DOCUMENT EXTRACT:
________________

Dubai: A Moroccan-American mother is pleading with Saudi authorities to locate her two sons Adam and Elias who have been confirmed to be living in the kingdom with her ex-husband who is wanted in the US for kidnapping.
Speaking to Gulf News, Hind Kettani says she has been living in complete agony since the last time she saw her boys in November of 2011.
The neurologist who resides in New York has been involved in a legal battle for the past two years working with international lawyers and the FBI to find out the whereabouts of her ex-husband who left Morocco with her two sons and cut off communication.
In 2001, Hind married Faisal Tahiri in Morocco and then moved to France where her husband worked as a physician.
Four years later, Hind gave birth to their first son Adam in New York where they had relocated. When her second son Elias was born in 2007, Hind says the couple began having problems after Tahiri ran a DNA test on his son after doubting his paternity.
The next few years, the couple carried on with the marriage despite problems and in the summer of 2009 they took their children for vacation to Morocco.

________________

THINGS TO DO:
1. For each statement about the news report on Hind Kettani, answer yes or no and quote the words of the report that decide it: (a) Hind Kettani lives in New York. (b) Hind married Faisal Tahiri in France. (c) Elias was born in 2007.
2. Using the news report on Hind Kettani, answer these questions:
(a) When did Hind last see her sons?
(b) What was her husband's job in France?
(c) Where did the couple take their children on vacation in the summer of 2009?
3. Translate this sentence from the news report on Hind Kettani into Spanish: "In 2001, Hind married Faisal Tahiri in Morocco and then moved to France where her husband worked as a physician."

DATASET EXTRACT:
________________

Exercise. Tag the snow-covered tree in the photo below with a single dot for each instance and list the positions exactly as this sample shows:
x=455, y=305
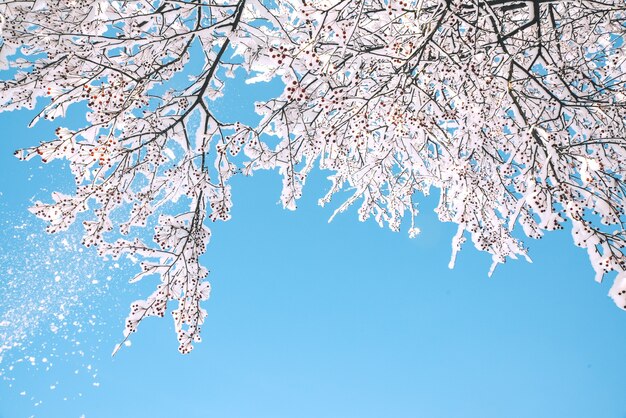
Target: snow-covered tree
x=514, y=111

________________

TASK SOLUTIONS:
1.
(a) Yes: "The neurologist who resides in New York"
(b) No: "In 2001, Hind married Faisal Tahiri in Morocco and then moved to France"
(c) Yes: "When her second son Elias was born in 2007"

2.
(a) In November of 2011
(b) Physician
(c) Morocco

3. En 2001, Hind se casó con Faisal Tahiri en Marruecos y luego se mudó a Francia, donde su esposo trabajaba como médico.